EXERCISE DETAILS -
Turn every line of the entries below into a numbered list, skipping any blank lines. Leave the pictures out of your answer.

RECORDS PROVIDED -
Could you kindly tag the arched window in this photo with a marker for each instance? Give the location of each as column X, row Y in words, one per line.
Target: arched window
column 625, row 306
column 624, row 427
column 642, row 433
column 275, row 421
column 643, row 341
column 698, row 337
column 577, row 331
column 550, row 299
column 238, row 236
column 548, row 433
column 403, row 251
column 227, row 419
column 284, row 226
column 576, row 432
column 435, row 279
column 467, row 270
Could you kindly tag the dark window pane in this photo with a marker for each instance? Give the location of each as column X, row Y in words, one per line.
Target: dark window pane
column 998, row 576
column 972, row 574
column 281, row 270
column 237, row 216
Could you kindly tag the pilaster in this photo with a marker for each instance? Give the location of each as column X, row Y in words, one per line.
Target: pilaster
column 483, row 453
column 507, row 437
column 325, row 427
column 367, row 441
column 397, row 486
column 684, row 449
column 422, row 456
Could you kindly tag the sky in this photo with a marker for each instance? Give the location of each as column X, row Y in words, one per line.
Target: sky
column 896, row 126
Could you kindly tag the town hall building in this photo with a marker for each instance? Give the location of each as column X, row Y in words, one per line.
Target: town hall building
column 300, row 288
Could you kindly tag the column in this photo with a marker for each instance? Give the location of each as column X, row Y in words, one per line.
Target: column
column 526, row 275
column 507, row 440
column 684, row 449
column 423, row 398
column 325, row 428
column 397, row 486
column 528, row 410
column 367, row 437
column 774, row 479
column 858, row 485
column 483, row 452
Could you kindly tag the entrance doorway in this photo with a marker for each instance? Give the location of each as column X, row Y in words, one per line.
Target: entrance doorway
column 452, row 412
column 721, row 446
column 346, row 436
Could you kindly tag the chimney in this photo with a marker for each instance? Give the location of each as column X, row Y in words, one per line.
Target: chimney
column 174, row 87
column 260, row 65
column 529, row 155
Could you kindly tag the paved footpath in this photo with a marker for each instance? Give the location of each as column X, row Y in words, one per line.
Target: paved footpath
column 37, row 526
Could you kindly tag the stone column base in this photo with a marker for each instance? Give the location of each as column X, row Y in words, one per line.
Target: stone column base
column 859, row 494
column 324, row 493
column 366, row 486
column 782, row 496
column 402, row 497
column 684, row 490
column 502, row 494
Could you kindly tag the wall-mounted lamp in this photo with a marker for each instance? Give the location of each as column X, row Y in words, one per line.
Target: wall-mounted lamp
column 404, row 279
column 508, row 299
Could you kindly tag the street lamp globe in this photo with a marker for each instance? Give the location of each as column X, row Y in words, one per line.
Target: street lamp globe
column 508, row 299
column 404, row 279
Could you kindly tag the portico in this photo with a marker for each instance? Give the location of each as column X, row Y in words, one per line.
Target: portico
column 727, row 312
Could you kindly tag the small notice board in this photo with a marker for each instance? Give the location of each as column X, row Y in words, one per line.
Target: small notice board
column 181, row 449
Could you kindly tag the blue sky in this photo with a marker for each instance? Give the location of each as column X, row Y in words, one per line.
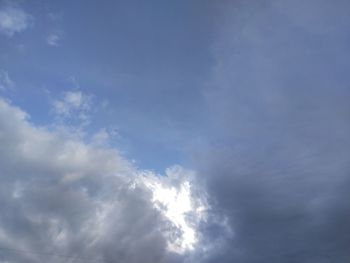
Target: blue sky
column 147, row 62
column 175, row 131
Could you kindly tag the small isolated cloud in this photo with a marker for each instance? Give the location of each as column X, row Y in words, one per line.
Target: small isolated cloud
column 5, row 80
column 13, row 20
column 73, row 106
column 53, row 39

ANSWER TO THIS EXERCISE -
1. Could you kindly tag the arched window in this photo with a marker for each instance? Give the location of each as column X, row Y in words, one per line.
2. Target: arched window
3. column 625, row 306
4. column 624, row 427
5. column 642, row 433
6. column 275, row 421
7. column 643, row 341
8. column 698, row 337
9. column 577, row 331
10. column 550, row 299
11. column 238, row 236
12. column 548, row 433
13. column 403, row 251
14. column 227, row 419
15. column 284, row 226
16. column 576, row 432
17. column 435, row 279
18. column 467, row 270
19. Could you kindly tag the dark window pane in this photo with a marker for each instance? Give the location of each as column X, row Y in words, one per line.
20. Target: dark window pane
21. column 998, row 576
22. column 972, row 574
23. column 281, row 270
24. column 237, row 216
25. Could you kindly tag the pilaster in this photo with a marker for each instance? Give the location of each as column X, row Y in words, one per line.
26. Target: pilaster
27. column 483, row 453
28. column 507, row 437
29. column 325, row 427
30. column 367, row 441
31. column 397, row 486
32. column 684, row 449
33. column 422, row 456
34. Could you kindly tag the sky in this photo with a marker for each instance? Give the location of each as column X, row Y in words, one per line.
35. Target: sky
36. column 896, row 126
37. Could you kindly tag the town hall building in this photo with a marker for each instance? Give the location of each as column X, row Y in words, one per line.
38. Target: town hall building
39. column 300, row 288
40. Could you kindly tag the column in this photo with a marker for each instance? Give the location of each as column X, row Y in words, one per line.
41. Target: column
42. column 526, row 275
43. column 507, row 440
44. column 684, row 449
45. column 423, row 398
46. column 325, row 428
47. column 397, row 486
48. column 528, row 410
49. column 367, row 437
50. column 774, row 479
51. column 858, row 485
52. column 483, row 452
53. Could you kindly tag the entrance doorway in this photo with a marker for each instance? Give the location of each as column X, row Y in words, one per line.
54. Target: entrance doorway
55. column 452, row 412
56. column 721, row 446
57. column 346, row 436
58. Could you kindly tag the chimney in this photo with a marker for each instance? Give the location of each as column X, row Y in words, one per line.
59. Target: chimney
60. column 174, row 87
61. column 260, row 65
62. column 529, row 155
63. Could you kindly tag the paved footpath in this photo with a marker for each instance? Give the location of each as column X, row Y in words, one per line.
64. Target: paved footpath
65. column 37, row 526
66. Could you kindly tag the stone column base in this photo with a marker for each instance? Give the location of each as column X, row Y in words, one per line.
67. Target: stone column base
68. column 859, row 494
69. column 324, row 493
70. column 366, row 486
71. column 782, row 496
72. column 402, row 497
73. column 684, row 490
74. column 502, row 494
75. Could you kindly tag the wall-mounted lamp in this photo with a marker for each instance? Give the location of each as column X, row Y in words, one per line.
76. Target: wall-mounted lamp
77. column 404, row 279
78. column 508, row 299
79. Could you kindly tag the street lamp globe in this photo with a marker for each instance? Give the location of each as column X, row Y in words, one per line.
80. Target: street lamp globe
81. column 508, row 299
82. column 404, row 279
83. Could you kindly tag the portico in this photo with a marker for each instance? Give the location of each as column X, row Y in words, one per line.
84. Target: portico
85. column 727, row 312
86. Could you kindly tag the small notice board in this photo with a marker for each instance? Give the location of each as column X, row Y in words, one per line.
87. Target: small notice board
88. column 181, row 449
89. Could you kindly tag the blue sky in this photo with a marker for each instance? Give the location of each as column X, row Y in words, one per line.
90. Target: blue sky
91. column 147, row 62
92. column 175, row 131
93. Could you kindly tag the small isolated cloud in this photo with a marker for each instance? Give the location of each as column X, row Y in words, one per line.
94. Target: small isolated cloud
95. column 5, row 80
96. column 13, row 20
97. column 73, row 106
98. column 53, row 39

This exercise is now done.